**What you are asked to do**
Update the records below by replacing "rough mask" with "coarse mask" wherever it occurs, and leave everything else unchanged.

**Material supplied**

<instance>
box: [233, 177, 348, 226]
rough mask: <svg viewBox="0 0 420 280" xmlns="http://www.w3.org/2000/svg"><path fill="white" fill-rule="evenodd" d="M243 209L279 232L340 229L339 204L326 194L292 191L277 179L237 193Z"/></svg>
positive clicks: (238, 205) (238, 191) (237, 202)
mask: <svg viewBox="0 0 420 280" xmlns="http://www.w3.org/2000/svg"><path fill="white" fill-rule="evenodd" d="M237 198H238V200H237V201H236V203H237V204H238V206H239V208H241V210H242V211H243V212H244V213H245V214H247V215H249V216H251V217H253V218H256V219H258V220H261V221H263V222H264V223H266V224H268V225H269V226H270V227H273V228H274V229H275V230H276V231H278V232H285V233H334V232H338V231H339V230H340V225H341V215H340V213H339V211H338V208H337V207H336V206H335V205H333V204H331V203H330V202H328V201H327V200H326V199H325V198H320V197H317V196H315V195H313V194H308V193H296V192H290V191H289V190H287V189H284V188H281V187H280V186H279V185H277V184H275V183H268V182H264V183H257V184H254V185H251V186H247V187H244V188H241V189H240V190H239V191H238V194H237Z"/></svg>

**Written response**
<instance>
box: [233, 177, 348, 226]
coarse mask: <svg viewBox="0 0 420 280" xmlns="http://www.w3.org/2000/svg"><path fill="white" fill-rule="evenodd" d="M243 209L279 232L340 229L339 204L326 194L292 191L277 179L237 193Z"/></svg>
positive clicks: (238, 205) (238, 191) (237, 202)
mask: <svg viewBox="0 0 420 280" xmlns="http://www.w3.org/2000/svg"><path fill="white" fill-rule="evenodd" d="M237 198H238V200H237V201H236V203H237V204H238V206H239V208H241V210H242V211H243V212H244V213H245V214H247V215H249V216H251V217H253V218H256V219H258V220H261V221H263V222H264V223H266V224H268V225H269V226H270V227H273V228H274V229H275V230H276V231H278V232H285V233H334V232H338V231H339V230H340V225H341V215H340V213H339V211H338V208H337V207H336V206H335V205H333V204H331V203H330V202H328V201H327V200H326V199H325V198H320V197H317V196H315V195H313V194H308V193H296V192H290V191H289V190H287V189H284V188H281V187H280V186H279V185H277V184H275V183H268V182H264V183H257V184H254V185H251V186H247V187H244V188H241V189H240V190H239V191H238V194H237Z"/></svg>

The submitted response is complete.